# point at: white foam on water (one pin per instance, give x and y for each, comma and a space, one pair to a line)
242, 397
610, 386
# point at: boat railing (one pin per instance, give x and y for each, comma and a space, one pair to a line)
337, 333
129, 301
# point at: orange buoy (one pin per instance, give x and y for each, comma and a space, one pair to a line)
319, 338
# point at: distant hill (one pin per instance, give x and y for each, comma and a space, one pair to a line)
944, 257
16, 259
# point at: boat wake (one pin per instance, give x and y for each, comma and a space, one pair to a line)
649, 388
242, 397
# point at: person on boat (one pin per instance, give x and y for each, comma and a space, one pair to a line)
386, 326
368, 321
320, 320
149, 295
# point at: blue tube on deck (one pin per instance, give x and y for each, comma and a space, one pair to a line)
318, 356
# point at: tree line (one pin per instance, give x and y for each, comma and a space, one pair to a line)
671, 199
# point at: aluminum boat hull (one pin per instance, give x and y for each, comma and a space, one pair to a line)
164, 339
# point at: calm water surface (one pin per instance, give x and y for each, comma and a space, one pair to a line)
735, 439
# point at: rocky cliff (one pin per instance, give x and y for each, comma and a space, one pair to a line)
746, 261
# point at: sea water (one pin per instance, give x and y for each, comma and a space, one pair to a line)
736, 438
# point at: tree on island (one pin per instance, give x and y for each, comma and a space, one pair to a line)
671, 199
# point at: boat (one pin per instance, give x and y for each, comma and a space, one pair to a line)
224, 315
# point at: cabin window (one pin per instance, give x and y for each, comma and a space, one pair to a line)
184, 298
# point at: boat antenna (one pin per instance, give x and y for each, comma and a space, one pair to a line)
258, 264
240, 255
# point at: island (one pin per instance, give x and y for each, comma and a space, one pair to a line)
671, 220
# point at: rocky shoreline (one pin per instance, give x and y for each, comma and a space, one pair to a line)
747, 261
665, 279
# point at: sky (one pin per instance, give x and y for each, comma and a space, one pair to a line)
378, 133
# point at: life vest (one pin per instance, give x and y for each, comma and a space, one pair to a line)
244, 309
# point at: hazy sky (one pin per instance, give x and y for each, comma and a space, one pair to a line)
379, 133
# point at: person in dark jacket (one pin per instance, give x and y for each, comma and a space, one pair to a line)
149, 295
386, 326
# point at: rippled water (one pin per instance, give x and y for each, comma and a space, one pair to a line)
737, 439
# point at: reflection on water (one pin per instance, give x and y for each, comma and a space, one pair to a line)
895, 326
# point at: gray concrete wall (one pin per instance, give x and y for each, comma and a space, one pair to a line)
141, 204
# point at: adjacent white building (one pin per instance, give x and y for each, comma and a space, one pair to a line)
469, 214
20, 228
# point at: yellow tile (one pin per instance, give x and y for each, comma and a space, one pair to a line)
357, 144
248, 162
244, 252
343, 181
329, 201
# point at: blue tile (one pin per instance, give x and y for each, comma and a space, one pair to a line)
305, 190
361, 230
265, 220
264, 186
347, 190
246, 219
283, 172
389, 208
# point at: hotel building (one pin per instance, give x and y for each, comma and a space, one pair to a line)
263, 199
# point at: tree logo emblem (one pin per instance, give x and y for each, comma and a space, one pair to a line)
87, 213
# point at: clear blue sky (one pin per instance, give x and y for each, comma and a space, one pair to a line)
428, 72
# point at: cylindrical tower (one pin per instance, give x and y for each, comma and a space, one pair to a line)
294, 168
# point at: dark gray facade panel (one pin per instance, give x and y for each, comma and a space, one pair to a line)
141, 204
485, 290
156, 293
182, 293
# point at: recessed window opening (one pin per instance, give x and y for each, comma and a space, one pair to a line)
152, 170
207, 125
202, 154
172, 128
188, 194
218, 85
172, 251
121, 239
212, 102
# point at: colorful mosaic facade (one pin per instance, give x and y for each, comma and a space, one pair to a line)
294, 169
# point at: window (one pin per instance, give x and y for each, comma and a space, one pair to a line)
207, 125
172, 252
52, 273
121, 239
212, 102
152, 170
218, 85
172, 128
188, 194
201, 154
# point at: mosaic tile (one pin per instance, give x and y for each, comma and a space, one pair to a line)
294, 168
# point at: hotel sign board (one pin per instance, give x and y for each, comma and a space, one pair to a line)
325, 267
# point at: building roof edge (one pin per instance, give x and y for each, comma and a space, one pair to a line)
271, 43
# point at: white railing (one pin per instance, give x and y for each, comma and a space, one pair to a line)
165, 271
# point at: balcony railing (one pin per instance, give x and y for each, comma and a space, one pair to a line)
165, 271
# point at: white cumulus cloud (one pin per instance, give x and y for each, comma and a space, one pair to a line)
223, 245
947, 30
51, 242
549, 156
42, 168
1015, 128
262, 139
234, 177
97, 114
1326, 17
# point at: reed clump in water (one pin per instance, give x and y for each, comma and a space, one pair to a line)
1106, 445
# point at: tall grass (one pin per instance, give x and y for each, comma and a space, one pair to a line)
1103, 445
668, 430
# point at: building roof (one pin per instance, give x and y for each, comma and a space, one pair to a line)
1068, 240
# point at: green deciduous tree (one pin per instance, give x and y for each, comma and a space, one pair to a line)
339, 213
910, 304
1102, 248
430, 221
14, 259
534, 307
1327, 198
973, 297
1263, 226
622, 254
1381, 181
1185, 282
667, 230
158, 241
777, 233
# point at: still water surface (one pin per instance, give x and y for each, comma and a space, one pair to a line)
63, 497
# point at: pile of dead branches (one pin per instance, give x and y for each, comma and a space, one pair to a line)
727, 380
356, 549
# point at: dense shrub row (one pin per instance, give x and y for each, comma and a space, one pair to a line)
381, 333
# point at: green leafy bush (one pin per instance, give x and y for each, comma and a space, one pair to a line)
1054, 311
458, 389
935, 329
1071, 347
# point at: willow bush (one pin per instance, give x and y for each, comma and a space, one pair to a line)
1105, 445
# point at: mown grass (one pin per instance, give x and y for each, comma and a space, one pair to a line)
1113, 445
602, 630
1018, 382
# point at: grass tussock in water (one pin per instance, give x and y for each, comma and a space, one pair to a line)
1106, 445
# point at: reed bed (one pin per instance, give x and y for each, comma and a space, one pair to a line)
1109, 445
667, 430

-=-=-

Written problem
Reproduce the material in full, with no word added or dropped.

Problem solution
# point at: white foam on water (one pin per instance, give x and y for each, comma and a space, one pair to a line)
242, 397
610, 386
# point at: boat railing (one pin per instance, give x and y for each, comma and a space, one pair to a line)
337, 333
129, 301
# point at: orange buoy (one pin per instance, give x and y for each, comma and a space, one pair to a line)
319, 338
# point at: distant hill (one pin per instance, give x and y for each, comma and a space, one pair to a line)
944, 257
16, 259
# point at: boat wake (one pin per instance, give x and y for each, comma and a space, one pair to a line)
649, 388
242, 397
# point at: person on boat (one pin per instance, give x and y for each, comma and a space, one pair to a line)
386, 326
368, 321
320, 320
149, 295
# point at: blue tube on deck (one pin per instance, give x and y for each, comma and a space, one pair to a line)
318, 356
# point at: tree line (one pin per instance, give x and y for each, comma and a space, one pair to a line)
671, 199
# point at: aluminum boat hull (one pin per instance, give x and y for each, comma and a space, one pair to a line)
164, 339
# point at: calm water surface (one pin per instance, give x and y for each, comma and a space, one pair to a line)
735, 439
# point at: rocky cliff (one pin per instance, give x and y for each, comma and a space, one pair to a line)
746, 261
# point at: sea water (one pin per instance, give x and y for each, comma and a space, one pair to a line)
736, 438
# point at: tree on island (one pin per instance, give x and y for each, comma and a space, one pair to a line)
671, 199
# point at: boat (one pin per instance, give x and y for each, comma and a space, one pair to a line)
224, 315
# point at: cabin window (one pin per instance, give x and y for each, comma and a space, one pair to a line)
184, 298
# point at: boat antenna (one pin per instance, give x and y for each, comma and a space, one pair to a line)
258, 264
240, 255
# point at: island (one pin per instance, give x and y for each, comma and a space, one pair to a line)
671, 220
# point at: rocky shoreline (one pin per instance, give x and y for each, comma and a space, one pair to a line)
747, 261
665, 279
# point at: sky (one pin per instance, give x and y for each, comma and a space, one pair to a line)
378, 133
# point at: life vest (one pin per instance, give x and y for each, comma and a space, one pair to a line)
244, 309
# point at: hazy sky (one pin per instance, give x and y for each, comma and a space, one pair to a line)
379, 133
# point at: person in dark jacket (one pin per instance, give x and y for each, comma and a space, one pair to a line)
149, 295
386, 326
# point at: rippled water (one pin per instance, give x and y for each, comma and a space, one pair to a line)
737, 439
# point at: reflection on water (one pin per instance, give x and y for each, comma and a space, one pair to a line)
895, 326
# point at: gray concrete wall (one pin per instance, give x and y for each, comma and a space, one pair to a line)
141, 204
# point at: adjacent white building (one pin per instance, give x and y for each, comma and a space, one pair to a line)
469, 214
20, 228
# point at: yellow tile (one pin per instance, give x and y for each, comma and a space, one pair to a line)
357, 144
248, 162
244, 252
343, 181
329, 201
# point at: blue tile (one pin per instance, give x and y for each, comma and a space, one pair to a line)
305, 190
361, 230
265, 220
264, 186
347, 190
246, 219
283, 172
389, 208
# point at: hotel building (one pin per instance, give x and y for each, comma and a space, one pair to a line)
263, 199
# point at: tree logo emblem (one pin per instance, give x and y for each, comma and a space, one pair to a line)
87, 213
# point at: clear blue sky (one pin per instance, give x and y for each, comma and a space, one pair to a line)
428, 72
# point at: cylindrical tower (one pin per instance, give x and y for each, comma and a space, one pair to a line)
294, 168
# point at: dark gray facade panel (one pin per instance, give x and y for each, comma and a space, one pair to a line)
141, 204
485, 290
156, 293
182, 293
# point at: recessed window opening (one pin per instance, give x and y for each, comma and a space, one pair to a line)
152, 170
207, 125
202, 154
172, 128
188, 194
218, 85
172, 251
121, 239
212, 102
# point at: colorful mosaic facade (one pin per instance, give x and y for each, comma and a space, one pair to a line)
294, 169
# point at: window (one pin per instance, give x and y for each, comma and a space, one pair to a line)
207, 125
172, 252
52, 273
121, 239
212, 102
152, 170
218, 85
172, 128
188, 194
201, 154
# point at: mosaic tile (one pin per instance, give x and y for each, comma and a space, one pair to a line)
294, 168
# point at: hotel sign board (one pin per instance, give x and y for each, comma and a space, one pair to a line)
325, 267
# point at: building roof edge (one pin per instance, give x and y for each, comma and a space, one pair to a line)
271, 43
# point at: white railing (one pin per instance, give x and y for each, comma and a space, one pair to a line)
165, 271
# point at: balcony railing (one pin per instance, give x and y for each, comma and a space, one pair to a line)
165, 271
# point at: white cumulus cloud (one pin per instance, give x and y for each, comma and a space, one pair to a line)
223, 245
947, 30
51, 242
549, 156
42, 168
1015, 128
262, 139
234, 177
97, 114
1326, 17
# point at: reed clump in water (one pin per instance, give x and y for each, comma and a space, one pair to a line)
1106, 445
# point at: tall grass (one pin per instance, give x and y for each, comma and a space, one pair to a line)
1103, 445
668, 430
# point at: building roof (one pin per instance, give x and y for each, comma and a space, one pair to a line)
1068, 240
# point at: green deciduous tree (one pin per instance, give x and y for each, comma and a space, one pair to a line)
339, 213
910, 304
1102, 248
430, 221
14, 259
534, 307
1327, 198
973, 297
1263, 226
622, 254
1381, 181
1185, 282
667, 230
158, 241
777, 233
# point at: still water surface (one pin per instance, give x and y for each, comma and a space, one pair to a line)
63, 497
# point at: pile of dead branches (one pin per instance, give x and y for each, comma and a space, one pair to a line)
727, 380
356, 549
# point at: dense shrub row (one pin per instance, give x and y for each, comma and a space, one pair to a line)
381, 333
# point at: green leafy bush (one pin per instance, give x and y for each, comma and a space, one pair to a line)
1054, 311
458, 389
935, 329
1071, 347
# point at: willow bush (one pin per instance, give x and y for each, comma and a space, one pair to a line)
1105, 445
# point at: mown grass (one pin per instance, give x and y for each, comma and a space, one pair to a line)
1113, 445
602, 630
1018, 382
# point at: grass tussock in water (one pin per instance, give x and y for each, comma and a space, one pair to a line)
1106, 445
# point at: reed bed (one pin per instance, give x and y for each, comma and a space, one pair to a line)
1109, 445
667, 430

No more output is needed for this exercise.